## Set exercise A
In the forum thread about pulling names out of name-and-email strings, which Python method does the first answer use instead of a regex?
## Set exercise B
Pick up the forum thread about pulling names out of name-and-email strings right after its last line and keep writing.

## Source document

■ ■ ■ ■ ■ ■ ■

1

I have strings in the following format name1 <email1@email.com>. How can I use regex to pull only the name1 part out? Also, how might I be able to do this if I had multiple such names and emails, say name1 <email1@email.com>, name2 <email2@email.com>?

supersaiyajin87
  • 151
  • 1
  • 8

3 Answers3

3

Try using split:

In [164]: s = 'name1 <email1@email.com>, name2 <email2@email.com>'
In [166]: [i.split()[0] for i in s.split(',')]
Out[166]: ['name1', 'name2']

If you have just one name:

In [161]: s = 'name1 <email1@email.com>'
In [163]: s.split()[0]
Out[163]: 'name1'
Mayank Porwal
  • 33,470
  • 8
  • 37
  • 58
2

You can start with (\w+)\s<.*?>(?:,\s)? (see on regex101.com), which relies on the fact that emails are surrounded by < >, and customize it as you see fit.

Note that this regex does not specifically look for emails, just for text surrounded by < >.

Don't fall down the rabbit hole of trying to specifically match emails.

import re

regex = re.compile(r'(\w+)\s<.*?>(?:,\s)?')
string = 'name1 <email1@email.com>, name2 <email2@email.com>'

print([match for match in regex.findall(string)])

■ ■ ■ ■ ■ ■ ■

## Dataset content

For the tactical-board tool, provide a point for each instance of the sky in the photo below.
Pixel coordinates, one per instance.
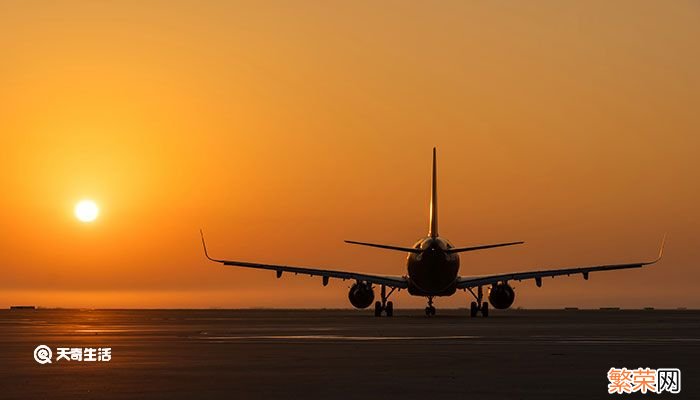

■ ■ ■ ■ ■ ■ ■

## Task response A
The first answer uses split.

## Task response B
outputs

['name1', 'name2']
DeepSpace
  • 78,697
  • 11
  • 109
  • 154
2
import re

name = re.search(r'(?<! <)\w+', 'name1 <email@email.com>')

print(name.group(0))

>>> name1

Explanation:

(?<!...) is called a negative lookbehind assertion. I added ' <' into the ... as you are looking for the string that precedes the '<' of the email.

re.search(r'(?<!...), string_to_search)

https://docs.python.org/3/library/re.html


Edit/Forgot:

To search strings with multiple:

import re

regex = r"\w+([?<! <])"

multi_name = "name1 <email@email.com>, name2 <email@email.com>"
    
matches = re.finditer(regex, multi_name, re.MULTILINE)
    
for group, match in enumerate(matches, start=1):
    print(f"Match: {match.group()}")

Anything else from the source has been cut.